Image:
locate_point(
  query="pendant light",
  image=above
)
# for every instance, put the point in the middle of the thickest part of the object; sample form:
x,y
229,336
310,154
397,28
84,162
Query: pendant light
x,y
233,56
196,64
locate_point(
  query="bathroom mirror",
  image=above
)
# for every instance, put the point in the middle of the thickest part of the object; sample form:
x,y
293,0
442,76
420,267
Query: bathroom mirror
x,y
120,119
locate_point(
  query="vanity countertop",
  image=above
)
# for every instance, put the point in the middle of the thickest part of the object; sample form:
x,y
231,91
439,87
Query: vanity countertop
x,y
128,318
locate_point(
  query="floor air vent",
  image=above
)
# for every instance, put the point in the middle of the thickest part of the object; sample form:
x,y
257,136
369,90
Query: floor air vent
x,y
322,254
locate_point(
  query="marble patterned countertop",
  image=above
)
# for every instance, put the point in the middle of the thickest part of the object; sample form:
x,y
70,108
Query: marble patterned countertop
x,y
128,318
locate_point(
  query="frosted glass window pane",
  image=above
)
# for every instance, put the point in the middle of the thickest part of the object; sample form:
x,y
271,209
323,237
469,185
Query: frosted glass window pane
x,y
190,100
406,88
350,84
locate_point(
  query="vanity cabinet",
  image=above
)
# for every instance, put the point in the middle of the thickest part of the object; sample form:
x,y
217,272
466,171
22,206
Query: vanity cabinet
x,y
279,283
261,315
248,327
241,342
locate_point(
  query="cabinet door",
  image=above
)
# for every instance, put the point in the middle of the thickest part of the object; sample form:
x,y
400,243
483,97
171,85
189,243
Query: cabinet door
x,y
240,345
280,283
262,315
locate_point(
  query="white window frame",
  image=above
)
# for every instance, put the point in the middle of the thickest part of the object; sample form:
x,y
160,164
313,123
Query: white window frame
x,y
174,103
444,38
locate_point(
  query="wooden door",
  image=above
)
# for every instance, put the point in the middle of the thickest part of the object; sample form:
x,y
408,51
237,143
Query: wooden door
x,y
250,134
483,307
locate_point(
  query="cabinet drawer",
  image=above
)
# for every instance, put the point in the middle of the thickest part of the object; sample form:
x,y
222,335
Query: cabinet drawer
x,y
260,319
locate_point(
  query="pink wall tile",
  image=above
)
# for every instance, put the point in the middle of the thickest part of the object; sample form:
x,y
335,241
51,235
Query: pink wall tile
----
# [Requirement]
Repeat the records above exactly as they appear.

# [Result for this task]
Image:
locate_point(
  query="pendant light",
  image=above
)
# for every instance, put the point in the middle of the thickest part of the object; sample form:
x,y
229,336
310,154
397,28
84,162
Query: pendant light
x,y
233,56
196,64
locate_point(
  query="bathroom mirror",
  image=above
)
# for every instance, put the point in the middle of the thickest part of the object; sample form:
x,y
293,0
442,76
420,267
Query: bathroom mirror
x,y
120,119
locate_point(
  query="vanity countertop",
  image=above
)
# for every instance, put the point in the middle of the thickest part of the object; sample form:
x,y
231,91
439,87
Query: vanity countertop
x,y
128,318
locate_point(
  query="floor air vent",
  image=above
)
# for every instance, put the point in the middle of the thickest part of the object; sample form:
x,y
257,136
369,90
Query: floor air vent
x,y
322,254
locate_point(
  query="marble patterned countertop",
  image=above
)
# for every instance, put the point in the middle of the thickest part of the object; sample form:
x,y
70,108
Query: marble patterned countertop
x,y
128,318
locate_point(
  query="frosted glass window pane",
  image=above
)
# for every instance, put the point in the middle of the thickest part of the object; sample form:
x,y
271,209
323,237
469,185
Query: frosted glass window pane
x,y
190,100
406,88
350,84
locate_point(
  query="vanity cabinet",
  image=above
)
# for every instance, put the point in the middle of the thickest part of the object; sample form:
x,y
217,272
466,171
22,206
Query: vanity cabinet
x,y
279,283
261,315
248,327
241,342
locate_point(
  query="cabinet door",
  image=above
)
# for every instance, put the point in the middle of the thickest part of the object; sample form:
x,y
400,243
483,97
171,85
189,243
Query: cabinet door
x,y
240,345
280,283
262,315
locate_point(
  query="white window frame",
  image=above
)
# for every instance, put the point in the middle of the thickest part of the object; sample form:
x,y
160,164
313,123
Query: white window frame
x,y
174,103
444,38
locate_point(
  query="wooden door",
  image=above
)
# for every instance, put the point in the middle of the thickest part of the object; sample form:
x,y
408,51
237,143
Query: wooden door
x,y
250,134
483,307
locate_point(
  query="cabinet drawer",
  image=above
)
# for every instance, put the point in the middle of the thickest part of the object; sample form:
x,y
222,335
Query: cabinet drawer
x,y
260,319
locate_point(
  query="pink wall tile",
  image=above
)
# for every instance, put the point in the middle of the thickest part of the object; sample form:
x,y
335,241
51,235
Query: pink wall tile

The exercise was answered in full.